* [Supplied text]

>> start

Therefore, the duration analysis under this framework shows that when central banks increase the duration of their portfolios, they are contributing to obtain a higher return (when the term-premium is positive) but also to better hedge their macroeconomic risks in risk-off scenarios.

4.1.3 Asset Classes and Credit Risk

HSBC (2019) notes that reserve managers have always remained very committed to government bonds, the mainstay of reserve management. They have also typically added other asset classes to their portfolios: deposits and money market instruments in their “liquidity portfolio”, and agencies, supras, mortgage-backed-securities, and corporates (i.e., spread products) in their “investment portfolio”.

Figure 5 shows the results of a recent survey. Almost all central banks currently invest in government bonds, and most also invest in agencies, deposits, and gold. It also shows that some 84% of central banks have added a new asset class to their reserves portfolio in recent years, with corporate bonds being the most popular, followed by emerging-market bonds, mortgage-backed securities, exchange-traded funds (ETFs), equities, and inflation-linked bonds.¹⁴

Fig. 5

Asset allocation in central bank’s reserves management

When analyzing asset classes, some important conclusions can also be drawn by considering hedging properties against external shocks.

First, Fig. 6 shows that US inflation-linked bonds (US TIPS), which have been regarded as good diversifiers for any reserve portfolio, are even more correlated to the ASI than US Corporate bonds, which means that they could increase the procyclicality of the reserves portfolio in Latam countries. The rationale behind this is very simple: the change in commodity prices usually goes hand in hand with the change in US inflation and thus the relative performance of US TIPS.

>> end

* [What needs to be done] Continue the passage on central bank reserve asset classes and hedging against external shocks, starting after its last sentence.

* [Supplied data]
>> start

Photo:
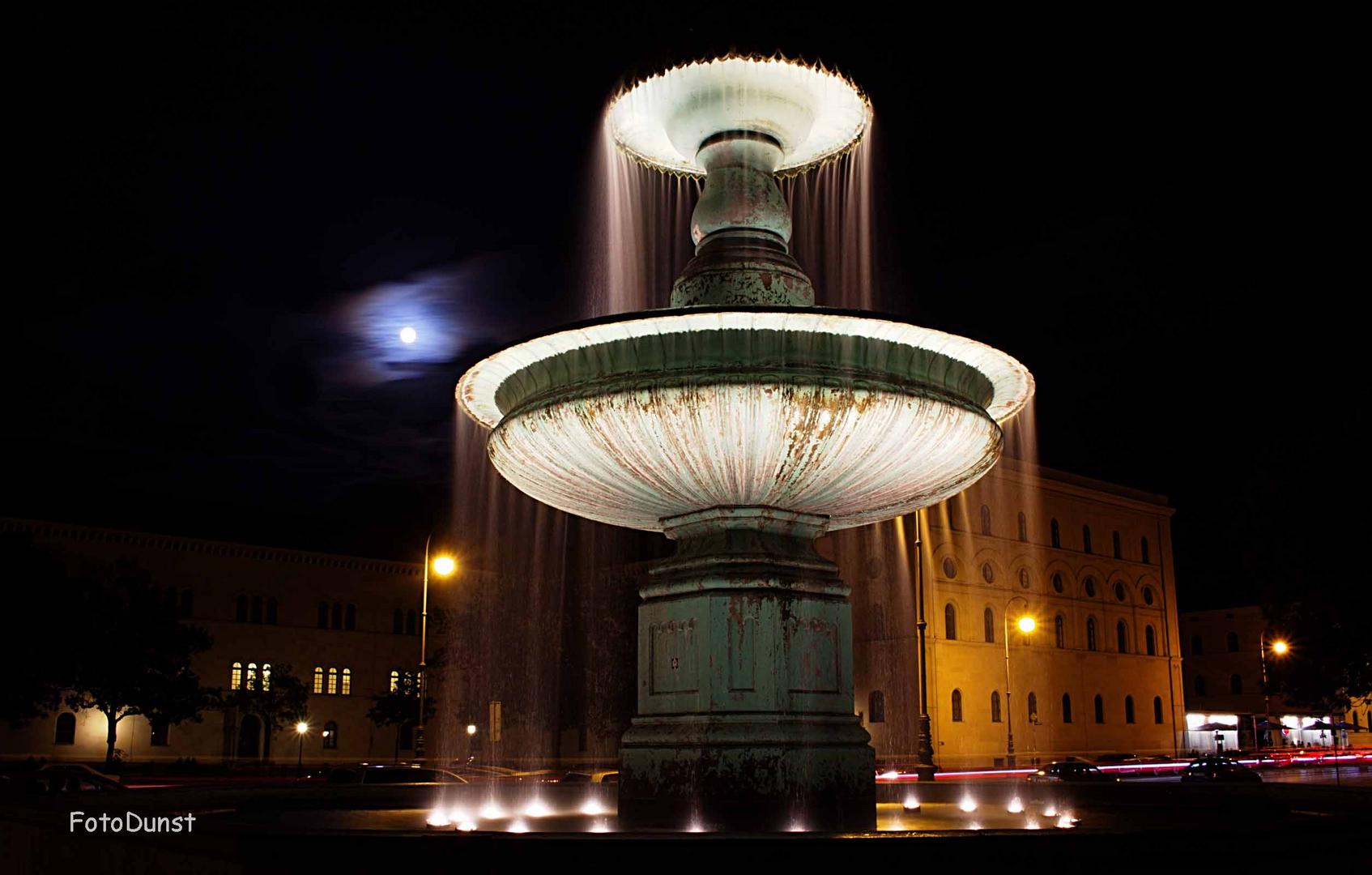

>> end

* [Answer to this task]
Fig. 6

Covariance/Correlation between the Asset Shock Index (ASI) and different asset classes. Source: author’s calculations based on Bloomberg data

Fig. 7

Duration of the Reserves’ portfolio

Second, for assets with a similar duration, US Treasuries are the asset class that diversifies the risk of external shocks the most, ahead of US Corporates, US Agencies, US Supras, and other spread products. This is consistent with the procyclicality usually observed in credit spreads, meaning that adding too many spread products will also add procyclicality to the reserves portfolio, which does not help to construct the kind of countercyclical portfolio that should be constructed to enhance the management of macroeconomic risks.

Third, credit ratings are also impacting the procyclicality of the reserves portfolio. Figure 6 shows that the lower the rating, the higher the covariance with the ASI. This is consistent with the fact that risk-off scenarios and financial shocks usually affect the funding of low-rated companies.¹⁵ Therefore, if reserve managers were investing reserves in low-rated companies, they would be adding a part of the financing risk of those low-rated companies, which face challenges in risk-off scenarios, increasing the risk of their reserves portfolio when reserves are most needed.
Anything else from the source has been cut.